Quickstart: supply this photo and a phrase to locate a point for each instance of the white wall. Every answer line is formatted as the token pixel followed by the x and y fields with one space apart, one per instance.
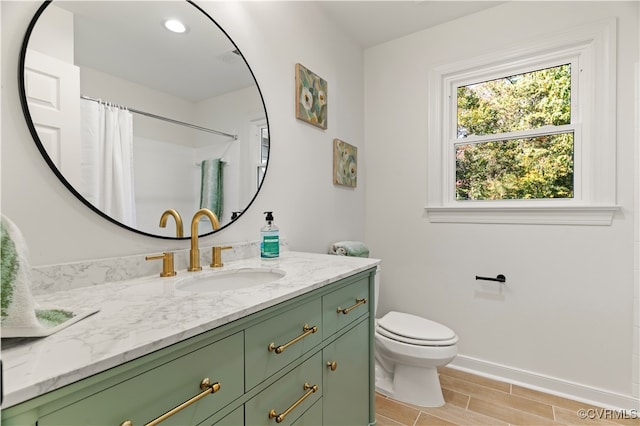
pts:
pixel 310 211
pixel 564 319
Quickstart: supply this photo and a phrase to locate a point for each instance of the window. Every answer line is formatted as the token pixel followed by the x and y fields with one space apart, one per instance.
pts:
pixel 518 134
pixel 264 152
pixel 526 135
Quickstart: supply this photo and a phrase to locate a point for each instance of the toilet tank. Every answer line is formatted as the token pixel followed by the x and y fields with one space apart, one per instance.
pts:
pixel 376 290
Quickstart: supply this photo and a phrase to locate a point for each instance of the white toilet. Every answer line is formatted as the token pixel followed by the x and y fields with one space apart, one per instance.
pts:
pixel 408 350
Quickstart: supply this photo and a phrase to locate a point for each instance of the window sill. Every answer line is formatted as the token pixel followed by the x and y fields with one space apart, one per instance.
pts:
pixel 528 215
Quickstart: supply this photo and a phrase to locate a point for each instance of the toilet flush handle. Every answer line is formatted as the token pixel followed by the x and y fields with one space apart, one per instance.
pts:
pixel 345 311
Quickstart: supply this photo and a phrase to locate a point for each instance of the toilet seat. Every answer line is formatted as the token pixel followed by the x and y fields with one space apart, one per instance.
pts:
pixel 415 330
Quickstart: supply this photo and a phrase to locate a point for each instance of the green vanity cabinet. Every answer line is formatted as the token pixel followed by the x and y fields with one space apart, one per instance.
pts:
pixel 145 397
pixel 306 361
pixel 288 398
pixel 265 351
pixel 346 373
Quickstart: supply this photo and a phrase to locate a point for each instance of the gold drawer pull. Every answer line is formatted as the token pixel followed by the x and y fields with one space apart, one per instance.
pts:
pixel 207 388
pixel 307 331
pixel 351 308
pixel 280 417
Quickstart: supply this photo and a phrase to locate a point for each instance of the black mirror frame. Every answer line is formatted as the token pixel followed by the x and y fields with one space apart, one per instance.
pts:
pixel 52 166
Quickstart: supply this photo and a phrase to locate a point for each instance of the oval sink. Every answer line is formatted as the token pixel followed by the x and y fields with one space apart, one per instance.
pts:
pixel 229 280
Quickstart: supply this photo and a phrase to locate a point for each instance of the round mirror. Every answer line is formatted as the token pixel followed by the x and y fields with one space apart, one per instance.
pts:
pixel 141 107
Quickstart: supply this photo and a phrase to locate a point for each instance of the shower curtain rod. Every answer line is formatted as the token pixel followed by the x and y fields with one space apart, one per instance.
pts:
pixel 170 120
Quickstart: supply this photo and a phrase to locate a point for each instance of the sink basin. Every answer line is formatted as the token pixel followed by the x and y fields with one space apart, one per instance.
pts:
pixel 229 280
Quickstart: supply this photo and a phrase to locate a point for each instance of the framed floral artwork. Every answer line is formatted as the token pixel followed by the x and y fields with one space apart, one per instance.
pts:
pixel 345 164
pixel 311 97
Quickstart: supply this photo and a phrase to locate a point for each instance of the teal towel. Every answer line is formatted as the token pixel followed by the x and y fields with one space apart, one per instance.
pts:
pixel 349 248
pixel 211 189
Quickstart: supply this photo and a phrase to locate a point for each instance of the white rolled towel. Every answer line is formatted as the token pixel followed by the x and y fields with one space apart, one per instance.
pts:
pixel 349 248
pixel 18 306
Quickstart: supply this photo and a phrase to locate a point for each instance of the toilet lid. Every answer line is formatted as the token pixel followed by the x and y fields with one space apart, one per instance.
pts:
pixel 415 328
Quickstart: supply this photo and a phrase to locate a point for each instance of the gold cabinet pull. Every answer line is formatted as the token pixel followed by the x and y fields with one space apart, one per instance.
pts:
pixel 351 308
pixel 306 331
pixel 280 417
pixel 207 388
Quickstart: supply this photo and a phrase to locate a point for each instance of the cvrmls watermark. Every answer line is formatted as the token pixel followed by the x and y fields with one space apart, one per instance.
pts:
pixel 607 414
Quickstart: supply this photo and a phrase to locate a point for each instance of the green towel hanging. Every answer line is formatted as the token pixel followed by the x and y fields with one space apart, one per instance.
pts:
pixel 211 189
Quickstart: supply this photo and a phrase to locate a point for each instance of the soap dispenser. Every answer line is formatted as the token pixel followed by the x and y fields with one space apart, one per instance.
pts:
pixel 269 239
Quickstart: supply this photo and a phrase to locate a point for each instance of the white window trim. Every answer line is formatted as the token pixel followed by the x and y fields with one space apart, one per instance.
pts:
pixel 594 202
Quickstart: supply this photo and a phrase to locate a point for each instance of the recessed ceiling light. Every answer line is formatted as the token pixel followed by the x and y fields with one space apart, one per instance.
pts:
pixel 175 26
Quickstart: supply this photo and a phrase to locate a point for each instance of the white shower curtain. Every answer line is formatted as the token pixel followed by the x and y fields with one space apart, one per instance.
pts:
pixel 107 160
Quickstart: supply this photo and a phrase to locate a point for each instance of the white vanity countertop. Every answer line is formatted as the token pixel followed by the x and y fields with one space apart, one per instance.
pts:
pixel 140 316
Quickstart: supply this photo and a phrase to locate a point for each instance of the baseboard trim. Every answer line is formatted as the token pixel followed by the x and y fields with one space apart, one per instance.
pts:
pixel 551 385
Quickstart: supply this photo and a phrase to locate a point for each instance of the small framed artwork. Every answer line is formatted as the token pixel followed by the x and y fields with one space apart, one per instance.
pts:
pixel 311 97
pixel 345 164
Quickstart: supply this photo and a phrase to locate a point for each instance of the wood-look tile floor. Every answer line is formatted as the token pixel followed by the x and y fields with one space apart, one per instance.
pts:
pixel 475 400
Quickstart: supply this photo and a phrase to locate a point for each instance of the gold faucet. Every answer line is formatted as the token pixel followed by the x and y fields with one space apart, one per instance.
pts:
pixel 178 219
pixel 194 254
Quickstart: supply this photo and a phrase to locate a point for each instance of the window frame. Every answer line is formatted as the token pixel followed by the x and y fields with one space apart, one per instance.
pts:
pixel 591 51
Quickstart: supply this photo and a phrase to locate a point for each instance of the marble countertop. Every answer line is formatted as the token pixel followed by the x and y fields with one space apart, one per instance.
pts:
pixel 139 316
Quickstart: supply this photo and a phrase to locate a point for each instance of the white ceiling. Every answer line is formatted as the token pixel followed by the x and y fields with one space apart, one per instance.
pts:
pixel 375 22
pixel 140 47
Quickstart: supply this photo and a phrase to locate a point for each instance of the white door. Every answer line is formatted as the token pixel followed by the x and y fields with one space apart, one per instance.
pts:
pixel 52 89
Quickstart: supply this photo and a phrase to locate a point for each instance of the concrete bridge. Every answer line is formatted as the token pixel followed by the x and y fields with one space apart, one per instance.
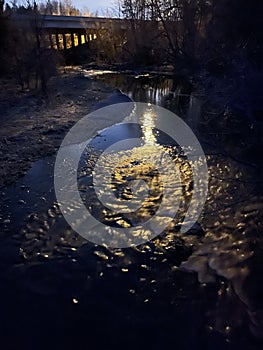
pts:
pixel 64 32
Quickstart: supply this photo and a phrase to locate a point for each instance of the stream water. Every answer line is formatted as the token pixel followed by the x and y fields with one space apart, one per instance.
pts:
pixel 200 290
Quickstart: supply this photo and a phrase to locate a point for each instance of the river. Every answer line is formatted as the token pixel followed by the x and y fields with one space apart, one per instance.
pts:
pixel 197 290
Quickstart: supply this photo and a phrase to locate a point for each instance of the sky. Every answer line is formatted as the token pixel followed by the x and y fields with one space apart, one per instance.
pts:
pixel 94 5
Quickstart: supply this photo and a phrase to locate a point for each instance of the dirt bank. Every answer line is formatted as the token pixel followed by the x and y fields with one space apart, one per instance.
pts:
pixel 32 129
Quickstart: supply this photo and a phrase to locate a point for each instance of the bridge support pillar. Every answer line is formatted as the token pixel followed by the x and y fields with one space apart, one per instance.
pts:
pixel 79 39
pixel 57 41
pixel 72 39
pixel 64 41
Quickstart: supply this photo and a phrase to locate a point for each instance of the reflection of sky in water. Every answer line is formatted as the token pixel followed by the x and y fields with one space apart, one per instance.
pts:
pixel 227 253
pixel 148 124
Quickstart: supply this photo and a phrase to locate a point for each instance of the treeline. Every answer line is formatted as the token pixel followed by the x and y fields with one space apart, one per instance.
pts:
pixel 194 32
pixel 24 49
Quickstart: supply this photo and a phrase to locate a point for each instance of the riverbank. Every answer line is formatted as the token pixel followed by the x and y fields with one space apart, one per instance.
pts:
pixel 31 128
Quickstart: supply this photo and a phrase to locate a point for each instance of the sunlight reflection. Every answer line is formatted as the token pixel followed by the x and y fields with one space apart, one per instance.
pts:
pixel 148 123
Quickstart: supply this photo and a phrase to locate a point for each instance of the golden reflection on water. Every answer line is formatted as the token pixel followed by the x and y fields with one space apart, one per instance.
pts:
pixel 148 124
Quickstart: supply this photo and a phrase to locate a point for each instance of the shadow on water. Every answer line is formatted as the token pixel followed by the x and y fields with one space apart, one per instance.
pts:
pixel 59 291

▶ [Problem to work on]: Copy out the lines starting at the one containing "of the small" and ending at the one containing "pixel 475 400", both included, with no changes.

▶ [Completed task]:
Quickstart: supply this photo and a phrase to locate a point for each instance of the small framed artwork. Every answer line is formatted as the token pixel followed by the x and y fields with one space apart, one per instance.
pts:
pixel 311 97
pixel 345 164
Quickstart: supply this photo and a phrase to locate a point for each instance of the wood-look tile floor. Every answer line is formatted as the token pixel followed by the x and y fields with one space apart, one per instance.
pts:
pixel 475 400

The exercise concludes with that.